§ Problem requirements
Repeat verbatim the lines of the data below, beginning with the line containing "Would you be able to indicate the short" and continuing to the end.

§ Listed records
>>

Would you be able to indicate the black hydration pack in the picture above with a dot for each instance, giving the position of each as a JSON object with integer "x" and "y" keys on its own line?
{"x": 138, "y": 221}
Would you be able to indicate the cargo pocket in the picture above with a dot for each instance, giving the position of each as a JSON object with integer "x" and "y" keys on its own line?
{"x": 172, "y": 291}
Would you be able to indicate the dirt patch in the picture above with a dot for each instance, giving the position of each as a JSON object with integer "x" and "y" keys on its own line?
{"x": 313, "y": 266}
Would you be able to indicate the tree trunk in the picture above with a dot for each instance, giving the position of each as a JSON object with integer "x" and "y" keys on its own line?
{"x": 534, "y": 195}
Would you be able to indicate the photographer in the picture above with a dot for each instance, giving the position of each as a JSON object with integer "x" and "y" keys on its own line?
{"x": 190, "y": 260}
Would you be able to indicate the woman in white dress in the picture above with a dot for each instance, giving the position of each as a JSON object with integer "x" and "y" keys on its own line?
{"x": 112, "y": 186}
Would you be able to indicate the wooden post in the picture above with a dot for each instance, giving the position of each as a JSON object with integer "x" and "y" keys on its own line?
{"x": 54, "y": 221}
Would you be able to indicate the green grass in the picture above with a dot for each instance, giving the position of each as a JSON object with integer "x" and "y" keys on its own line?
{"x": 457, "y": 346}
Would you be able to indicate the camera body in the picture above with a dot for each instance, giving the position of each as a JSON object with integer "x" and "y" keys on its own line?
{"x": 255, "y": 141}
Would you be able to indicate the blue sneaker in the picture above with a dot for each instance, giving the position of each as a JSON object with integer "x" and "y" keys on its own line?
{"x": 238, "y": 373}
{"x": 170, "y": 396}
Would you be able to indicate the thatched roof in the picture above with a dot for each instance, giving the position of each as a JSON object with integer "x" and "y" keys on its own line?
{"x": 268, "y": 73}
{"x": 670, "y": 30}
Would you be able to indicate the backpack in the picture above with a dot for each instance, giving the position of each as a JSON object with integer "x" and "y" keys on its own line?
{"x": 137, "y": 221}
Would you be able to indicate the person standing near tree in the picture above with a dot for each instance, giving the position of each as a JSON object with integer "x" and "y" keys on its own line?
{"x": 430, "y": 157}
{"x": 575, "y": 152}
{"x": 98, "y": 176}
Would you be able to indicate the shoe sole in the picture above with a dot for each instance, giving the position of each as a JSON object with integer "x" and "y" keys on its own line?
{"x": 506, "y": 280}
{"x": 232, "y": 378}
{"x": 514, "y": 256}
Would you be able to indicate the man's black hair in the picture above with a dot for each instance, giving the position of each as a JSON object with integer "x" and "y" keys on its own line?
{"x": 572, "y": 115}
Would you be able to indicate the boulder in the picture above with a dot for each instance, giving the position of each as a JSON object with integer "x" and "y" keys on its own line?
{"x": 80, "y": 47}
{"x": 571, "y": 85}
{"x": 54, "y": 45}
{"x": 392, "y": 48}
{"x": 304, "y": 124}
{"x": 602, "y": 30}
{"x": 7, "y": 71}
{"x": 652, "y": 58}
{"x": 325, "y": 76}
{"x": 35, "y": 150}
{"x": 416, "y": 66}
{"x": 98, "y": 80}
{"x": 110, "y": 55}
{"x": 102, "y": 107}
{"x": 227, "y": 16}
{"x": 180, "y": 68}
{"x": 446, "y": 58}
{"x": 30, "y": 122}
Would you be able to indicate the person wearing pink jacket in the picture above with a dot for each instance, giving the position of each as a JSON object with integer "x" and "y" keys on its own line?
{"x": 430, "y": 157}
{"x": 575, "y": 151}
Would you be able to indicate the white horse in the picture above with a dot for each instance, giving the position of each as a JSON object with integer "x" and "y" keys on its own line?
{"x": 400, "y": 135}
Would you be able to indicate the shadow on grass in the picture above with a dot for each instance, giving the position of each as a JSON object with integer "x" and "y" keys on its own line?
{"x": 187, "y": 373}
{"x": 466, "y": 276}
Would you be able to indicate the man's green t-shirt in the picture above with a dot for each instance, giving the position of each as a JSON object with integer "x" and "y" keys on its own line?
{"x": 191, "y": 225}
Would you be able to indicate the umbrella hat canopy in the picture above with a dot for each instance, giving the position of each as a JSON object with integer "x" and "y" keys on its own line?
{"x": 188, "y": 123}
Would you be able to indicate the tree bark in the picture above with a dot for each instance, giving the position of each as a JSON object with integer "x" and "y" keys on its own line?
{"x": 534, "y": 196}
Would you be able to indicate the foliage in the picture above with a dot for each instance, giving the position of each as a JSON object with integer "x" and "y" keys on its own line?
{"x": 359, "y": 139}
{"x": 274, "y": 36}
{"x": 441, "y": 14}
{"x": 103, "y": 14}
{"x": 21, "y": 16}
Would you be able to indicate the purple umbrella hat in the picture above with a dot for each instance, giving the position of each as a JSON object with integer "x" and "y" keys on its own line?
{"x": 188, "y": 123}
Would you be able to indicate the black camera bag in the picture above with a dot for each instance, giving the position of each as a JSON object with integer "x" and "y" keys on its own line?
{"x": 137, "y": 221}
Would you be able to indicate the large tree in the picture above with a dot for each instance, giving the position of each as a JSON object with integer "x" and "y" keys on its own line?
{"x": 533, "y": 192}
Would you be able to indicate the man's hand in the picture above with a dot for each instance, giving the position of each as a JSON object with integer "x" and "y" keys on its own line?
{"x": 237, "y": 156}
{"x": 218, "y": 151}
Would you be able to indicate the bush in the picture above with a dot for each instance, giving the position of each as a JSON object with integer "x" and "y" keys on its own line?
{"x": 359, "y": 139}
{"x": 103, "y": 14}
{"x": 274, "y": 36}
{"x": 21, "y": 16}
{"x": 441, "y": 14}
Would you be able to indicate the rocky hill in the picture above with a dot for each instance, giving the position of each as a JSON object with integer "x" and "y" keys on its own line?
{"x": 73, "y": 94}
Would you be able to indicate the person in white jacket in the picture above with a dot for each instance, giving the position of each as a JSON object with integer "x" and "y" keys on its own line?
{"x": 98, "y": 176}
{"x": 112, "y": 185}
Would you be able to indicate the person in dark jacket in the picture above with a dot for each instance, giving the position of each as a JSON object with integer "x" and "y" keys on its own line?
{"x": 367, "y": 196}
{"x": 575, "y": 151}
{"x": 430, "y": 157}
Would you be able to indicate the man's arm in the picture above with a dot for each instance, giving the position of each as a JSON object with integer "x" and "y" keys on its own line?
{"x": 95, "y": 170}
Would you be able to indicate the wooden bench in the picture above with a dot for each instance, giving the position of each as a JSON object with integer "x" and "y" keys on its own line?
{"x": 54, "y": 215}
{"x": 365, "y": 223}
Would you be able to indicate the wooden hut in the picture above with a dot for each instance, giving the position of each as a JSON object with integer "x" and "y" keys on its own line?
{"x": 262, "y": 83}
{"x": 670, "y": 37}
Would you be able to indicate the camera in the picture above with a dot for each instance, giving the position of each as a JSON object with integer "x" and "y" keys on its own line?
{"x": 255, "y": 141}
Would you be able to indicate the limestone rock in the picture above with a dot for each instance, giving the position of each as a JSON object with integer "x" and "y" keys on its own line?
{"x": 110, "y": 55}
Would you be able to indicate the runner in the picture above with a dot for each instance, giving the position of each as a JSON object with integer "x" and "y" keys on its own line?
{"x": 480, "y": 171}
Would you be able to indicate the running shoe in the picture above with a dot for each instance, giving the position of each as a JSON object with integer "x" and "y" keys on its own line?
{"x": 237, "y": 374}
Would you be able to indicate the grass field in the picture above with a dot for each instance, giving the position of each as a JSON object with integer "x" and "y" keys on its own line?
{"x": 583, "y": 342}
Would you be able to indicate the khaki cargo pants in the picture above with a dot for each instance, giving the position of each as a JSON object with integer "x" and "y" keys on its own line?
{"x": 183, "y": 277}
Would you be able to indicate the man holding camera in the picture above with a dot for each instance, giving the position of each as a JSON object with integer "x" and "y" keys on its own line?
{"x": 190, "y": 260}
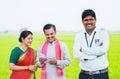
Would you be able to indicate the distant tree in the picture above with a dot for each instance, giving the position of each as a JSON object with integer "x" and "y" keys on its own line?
{"x": 23, "y": 28}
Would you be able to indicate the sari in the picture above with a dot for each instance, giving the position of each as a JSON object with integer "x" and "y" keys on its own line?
{"x": 26, "y": 59}
{"x": 58, "y": 57}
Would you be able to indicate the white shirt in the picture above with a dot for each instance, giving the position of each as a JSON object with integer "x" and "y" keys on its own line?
{"x": 51, "y": 70}
{"x": 96, "y": 55}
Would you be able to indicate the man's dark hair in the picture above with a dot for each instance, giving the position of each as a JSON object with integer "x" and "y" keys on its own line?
{"x": 24, "y": 34}
{"x": 88, "y": 12}
{"x": 48, "y": 26}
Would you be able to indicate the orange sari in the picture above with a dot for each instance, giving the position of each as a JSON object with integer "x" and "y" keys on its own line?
{"x": 28, "y": 58}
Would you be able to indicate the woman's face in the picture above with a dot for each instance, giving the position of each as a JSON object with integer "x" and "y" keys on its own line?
{"x": 50, "y": 34}
{"x": 28, "y": 40}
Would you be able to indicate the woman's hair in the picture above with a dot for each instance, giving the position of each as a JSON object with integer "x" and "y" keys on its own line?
{"x": 88, "y": 12}
{"x": 48, "y": 26}
{"x": 24, "y": 34}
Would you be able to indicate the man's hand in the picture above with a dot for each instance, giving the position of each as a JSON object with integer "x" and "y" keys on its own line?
{"x": 54, "y": 62}
{"x": 42, "y": 60}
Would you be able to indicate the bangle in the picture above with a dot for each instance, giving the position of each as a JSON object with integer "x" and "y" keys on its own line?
{"x": 27, "y": 67}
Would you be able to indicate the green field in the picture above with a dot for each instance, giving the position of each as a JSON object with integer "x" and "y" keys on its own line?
{"x": 9, "y": 41}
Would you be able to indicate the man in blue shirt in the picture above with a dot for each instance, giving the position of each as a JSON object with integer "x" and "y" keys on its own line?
{"x": 91, "y": 47}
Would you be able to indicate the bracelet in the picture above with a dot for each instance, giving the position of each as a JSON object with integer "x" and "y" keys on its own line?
{"x": 27, "y": 67}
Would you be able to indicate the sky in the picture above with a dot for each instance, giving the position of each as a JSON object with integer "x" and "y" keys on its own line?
{"x": 64, "y": 14}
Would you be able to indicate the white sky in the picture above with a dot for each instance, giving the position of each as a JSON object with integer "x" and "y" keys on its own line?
{"x": 65, "y": 14}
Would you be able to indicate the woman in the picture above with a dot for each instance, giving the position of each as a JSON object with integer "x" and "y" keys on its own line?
{"x": 22, "y": 58}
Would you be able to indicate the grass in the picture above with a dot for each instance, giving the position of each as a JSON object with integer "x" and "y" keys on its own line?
{"x": 9, "y": 41}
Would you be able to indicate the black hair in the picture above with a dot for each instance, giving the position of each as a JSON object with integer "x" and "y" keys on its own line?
{"x": 24, "y": 34}
{"x": 88, "y": 12}
{"x": 48, "y": 26}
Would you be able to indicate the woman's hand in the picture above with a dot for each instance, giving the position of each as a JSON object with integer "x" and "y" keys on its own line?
{"x": 32, "y": 68}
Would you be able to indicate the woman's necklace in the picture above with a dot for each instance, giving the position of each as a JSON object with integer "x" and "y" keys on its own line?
{"x": 23, "y": 47}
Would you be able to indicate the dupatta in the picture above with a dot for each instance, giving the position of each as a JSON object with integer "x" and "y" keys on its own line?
{"x": 58, "y": 57}
{"x": 26, "y": 59}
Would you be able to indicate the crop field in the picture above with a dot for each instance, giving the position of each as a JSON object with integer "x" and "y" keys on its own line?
{"x": 9, "y": 41}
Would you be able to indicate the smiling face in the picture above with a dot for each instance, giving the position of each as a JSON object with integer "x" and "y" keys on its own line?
{"x": 89, "y": 23}
{"x": 28, "y": 40}
{"x": 50, "y": 34}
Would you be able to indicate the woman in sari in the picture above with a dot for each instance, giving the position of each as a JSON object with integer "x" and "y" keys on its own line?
{"x": 22, "y": 58}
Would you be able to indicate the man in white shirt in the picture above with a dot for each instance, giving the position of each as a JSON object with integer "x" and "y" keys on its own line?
{"x": 91, "y": 47}
{"x": 53, "y": 55}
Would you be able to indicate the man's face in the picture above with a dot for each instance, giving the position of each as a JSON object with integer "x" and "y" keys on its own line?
{"x": 89, "y": 22}
{"x": 50, "y": 34}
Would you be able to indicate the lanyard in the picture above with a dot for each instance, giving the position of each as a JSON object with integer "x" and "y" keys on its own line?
{"x": 91, "y": 40}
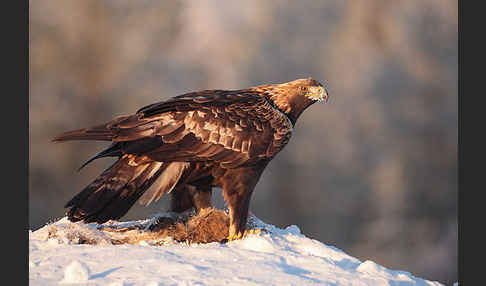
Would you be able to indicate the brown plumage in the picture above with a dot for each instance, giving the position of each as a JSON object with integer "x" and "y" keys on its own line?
{"x": 190, "y": 143}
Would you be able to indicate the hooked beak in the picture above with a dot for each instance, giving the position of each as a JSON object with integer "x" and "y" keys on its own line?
{"x": 319, "y": 93}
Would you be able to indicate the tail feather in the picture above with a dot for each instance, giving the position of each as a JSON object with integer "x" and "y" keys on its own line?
{"x": 114, "y": 192}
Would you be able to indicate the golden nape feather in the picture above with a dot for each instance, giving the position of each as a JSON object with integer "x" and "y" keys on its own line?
{"x": 190, "y": 143}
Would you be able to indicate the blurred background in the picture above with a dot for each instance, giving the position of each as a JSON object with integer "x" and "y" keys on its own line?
{"x": 373, "y": 172}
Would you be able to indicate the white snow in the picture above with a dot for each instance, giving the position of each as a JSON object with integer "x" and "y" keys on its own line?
{"x": 276, "y": 257}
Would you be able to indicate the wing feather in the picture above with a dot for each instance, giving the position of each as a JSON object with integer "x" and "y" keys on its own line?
{"x": 230, "y": 127}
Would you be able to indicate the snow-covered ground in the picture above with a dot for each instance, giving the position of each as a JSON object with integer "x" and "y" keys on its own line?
{"x": 276, "y": 257}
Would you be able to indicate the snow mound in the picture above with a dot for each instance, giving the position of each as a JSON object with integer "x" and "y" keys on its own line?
{"x": 273, "y": 257}
{"x": 76, "y": 272}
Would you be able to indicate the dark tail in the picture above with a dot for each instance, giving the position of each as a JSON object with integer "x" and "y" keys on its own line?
{"x": 114, "y": 192}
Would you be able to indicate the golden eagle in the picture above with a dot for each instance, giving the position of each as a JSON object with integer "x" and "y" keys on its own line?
{"x": 189, "y": 144}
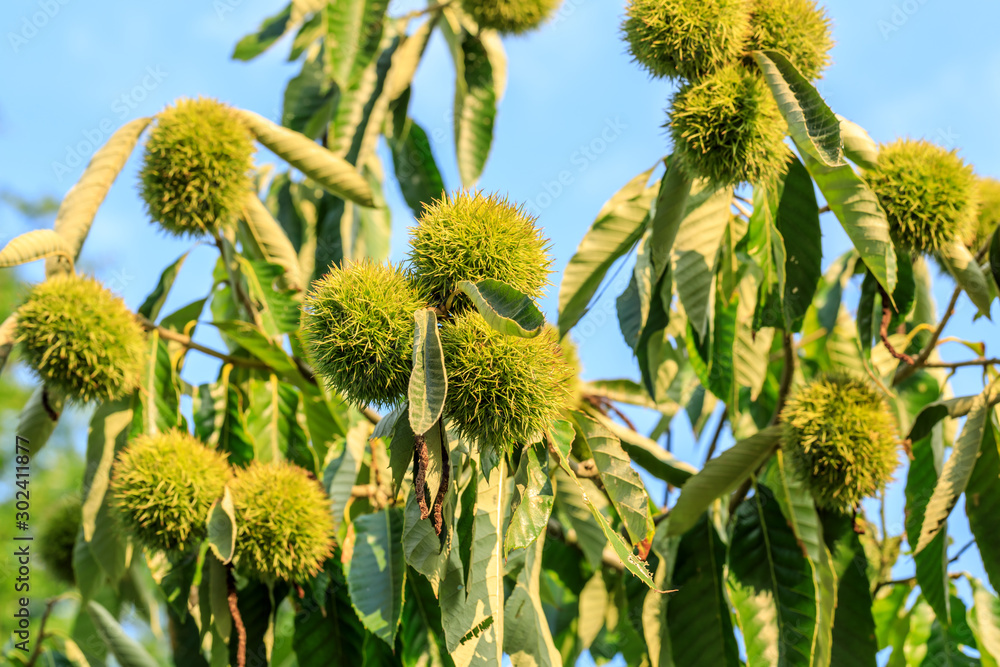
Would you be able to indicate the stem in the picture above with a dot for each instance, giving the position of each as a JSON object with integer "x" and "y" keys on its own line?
{"x": 421, "y": 461}
{"x": 437, "y": 512}
{"x": 884, "y": 329}
{"x": 234, "y": 611}
{"x": 718, "y": 432}
{"x": 186, "y": 341}
{"x": 906, "y": 371}
{"x": 41, "y": 631}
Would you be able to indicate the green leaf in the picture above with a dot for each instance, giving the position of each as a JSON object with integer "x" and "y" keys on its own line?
{"x": 504, "y": 308}
{"x": 618, "y": 227}
{"x": 814, "y": 128}
{"x": 649, "y": 455}
{"x": 126, "y": 650}
{"x": 475, "y": 105}
{"x": 36, "y": 244}
{"x": 354, "y": 30}
{"x": 957, "y": 471}
{"x": 695, "y": 250}
{"x": 698, "y": 616}
{"x": 966, "y": 271}
{"x": 331, "y": 172}
{"x": 621, "y": 482}
{"x": 528, "y": 640}
{"x": 562, "y": 435}
{"x": 416, "y": 170}
{"x": 376, "y": 572}
{"x": 269, "y": 242}
{"x": 39, "y": 417}
{"x": 859, "y": 147}
{"x": 79, "y": 206}
{"x": 221, "y": 524}
{"x": 721, "y": 475}
{"x": 933, "y": 413}
{"x": 341, "y": 473}
{"x": 270, "y": 31}
{"x": 861, "y": 216}
{"x": 150, "y": 308}
{"x": 771, "y": 585}
{"x": 982, "y": 505}
{"x": 531, "y": 504}
{"x": 157, "y": 403}
{"x": 428, "y": 382}
{"x": 932, "y": 562}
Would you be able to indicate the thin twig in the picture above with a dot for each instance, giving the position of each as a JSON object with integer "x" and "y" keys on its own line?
{"x": 883, "y": 329}
{"x": 186, "y": 341}
{"x": 906, "y": 371}
{"x": 715, "y": 437}
{"x": 41, "y": 630}
{"x": 421, "y": 461}
{"x": 234, "y": 611}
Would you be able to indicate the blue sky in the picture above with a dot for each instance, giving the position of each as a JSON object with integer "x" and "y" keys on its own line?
{"x": 72, "y": 71}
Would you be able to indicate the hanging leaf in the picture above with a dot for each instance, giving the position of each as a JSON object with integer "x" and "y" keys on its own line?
{"x": 333, "y": 173}
{"x": 270, "y": 31}
{"x": 428, "y": 382}
{"x": 126, "y": 650}
{"x": 79, "y": 206}
{"x": 504, "y": 308}
{"x": 814, "y": 128}
{"x": 528, "y": 640}
{"x": 721, "y": 475}
{"x": 269, "y": 242}
{"x": 957, "y": 471}
{"x": 967, "y": 273}
{"x": 621, "y": 482}
{"x": 562, "y": 435}
{"x": 618, "y": 227}
{"x": 376, "y": 573}
{"x": 771, "y": 585}
{"x": 221, "y": 525}
{"x": 531, "y": 504}
{"x": 36, "y": 244}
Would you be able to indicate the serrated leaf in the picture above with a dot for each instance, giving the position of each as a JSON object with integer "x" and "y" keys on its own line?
{"x": 528, "y": 640}
{"x": 771, "y": 585}
{"x": 695, "y": 250}
{"x": 331, "y": 172}
{"x": 221, "y": 526}
{"x": 270, "y": 31}
{"x": 982, "y": 505}
{"x": 721, "y": 475}
{"x": 966, "y": 271}
{"x": 859, "y": 147}
{"x": 150, "y": 308}
{"x": 269, "y": 242}
{"x": 504, "y": 308}
{"x": 428, "y": 381}
{"x": 36, "y": 244}
{"x": 531, "y": 504}
{"x": 621, "y": 482}
{"x": 126, "y": 650}
{"x": 698, "y": 617}
{"x": 618, "y": 227}
{"x": 475, "y": 105}
{"x": 79, "y": 206}
{"x": 376, "y": 572}
{"x": 562, "y": 435}
{"x": 813, "y": 126}
{"x": 861, "y": 216}
{"x": 957, "y": 470}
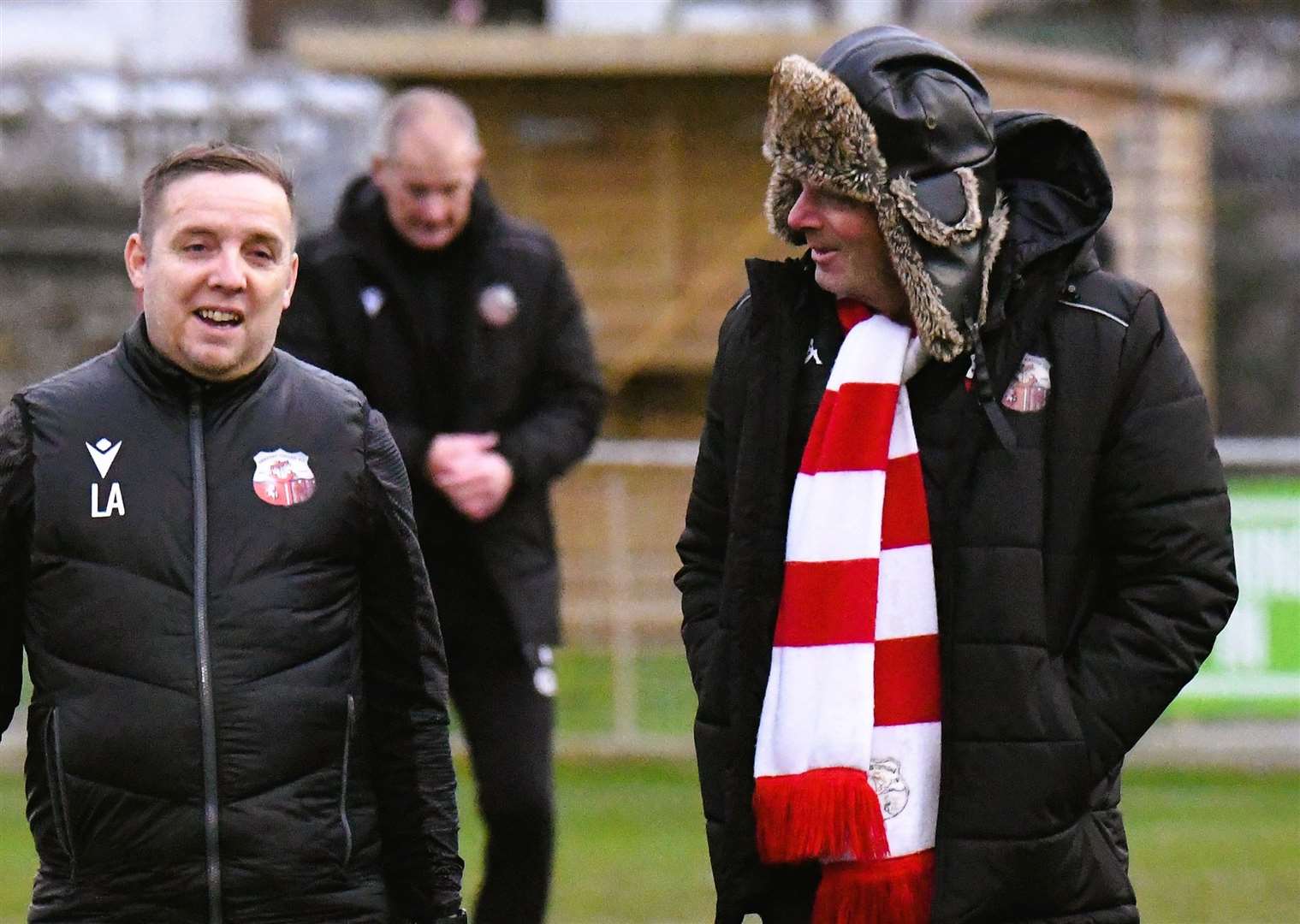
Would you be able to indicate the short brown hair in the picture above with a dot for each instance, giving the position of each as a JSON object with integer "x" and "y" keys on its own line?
{"x": 211, "y": 157}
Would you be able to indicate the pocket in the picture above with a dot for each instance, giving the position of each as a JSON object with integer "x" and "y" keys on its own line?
{"x": 343, "y": 780}
{"x": 59, "y": 803}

<<

§ Full output
Would you be able to indicate the short brown hair in the picture above with a dot for each instance, giving the position of each as a JSON object with integer "x" and "y" keys on its own line?
{"x": 211, "y": 157}
Would you be able to indicate the pocket in the picture above with a dot for each instance, giving the position of each as a JSON object with integer "x" and "y" keys on its own line?
{"x": 343, "y": 780}
{"x": 59, "y": 803}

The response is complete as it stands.